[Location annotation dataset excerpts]

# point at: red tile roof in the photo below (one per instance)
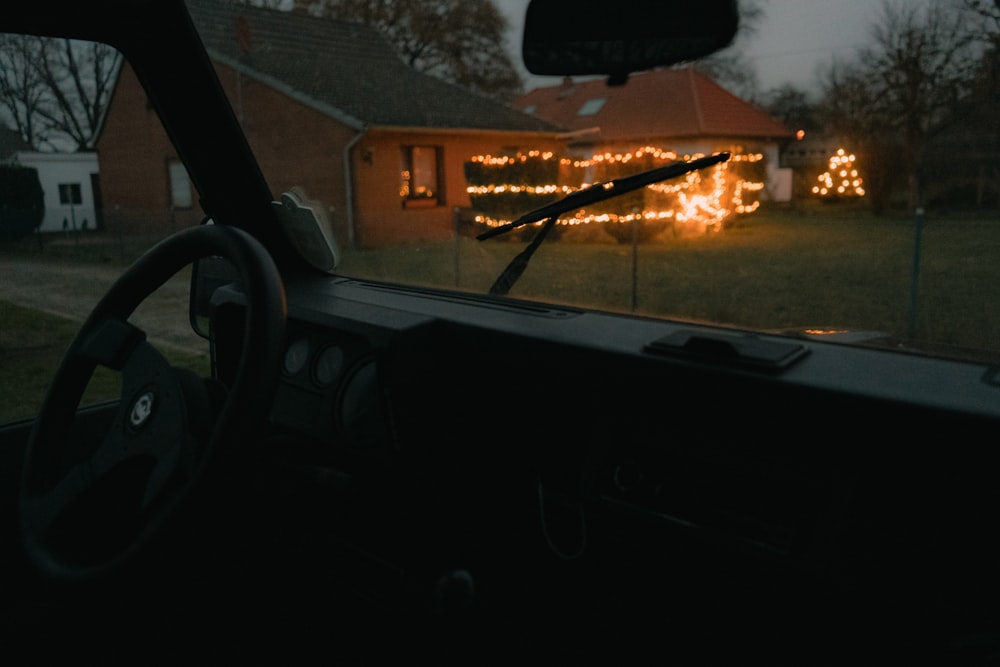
(666, 103)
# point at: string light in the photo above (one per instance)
(708, 201)
(841, 178)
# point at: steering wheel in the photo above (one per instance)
(89, 502)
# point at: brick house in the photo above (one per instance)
(328, 108)
(677, 109)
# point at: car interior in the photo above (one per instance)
(374, 470)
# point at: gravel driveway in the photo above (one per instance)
(71, 290)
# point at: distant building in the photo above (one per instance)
(69, 181)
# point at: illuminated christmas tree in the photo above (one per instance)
(841, 180)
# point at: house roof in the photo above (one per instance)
(663, 103)
(346, 70)
(11, 143)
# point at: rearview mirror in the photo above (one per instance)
(566, 37)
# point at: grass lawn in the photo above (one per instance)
(818, 266)
(32, 344)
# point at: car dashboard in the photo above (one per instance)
(629, 473)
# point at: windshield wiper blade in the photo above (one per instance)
(602, 191)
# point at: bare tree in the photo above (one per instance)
(901, 91)
(461, 41)
(22, 93)
(56, 91)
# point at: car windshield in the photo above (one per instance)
(834, 168)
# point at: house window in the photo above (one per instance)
(70, 194)
(421, 178)
(180, 185)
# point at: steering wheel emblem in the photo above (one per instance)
(141, 411)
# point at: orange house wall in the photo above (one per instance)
(133, 156)
(296, 146)
(381, 215)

WHAT YOU SHOULD DO:
Copy out everything from the line containing "# point at: grass" down to the end of the material, with both of those ends included and nothing altered.

ANSWER TO THIS TASK:
# point at: grass lawn in the photo above (one per instance)
(818, 266)
(32, 344)
# point at: car dashboard in the photo above (one per instance)
(629, 473)
# point at: windshield wiper blade in the photo above (one per instance)
(602, 191)
# point at: bare tree in the photo above (one per instance)
(901, 91)
(461, 41)
(22, 93)
(56, 91)
# point at: car windshield in the photo above (one per instance)
(834, 168)
# point at: house window in the photo above (one per instance)
(70, 194)
(421, 178)
(180, 185)
# point at: steering wheel emblem in the photo above (one per instance)
(141, 411)
# point at: orange house wall in the photo above (one per instance)
(133, 156)
(296, 146)
(381, 215)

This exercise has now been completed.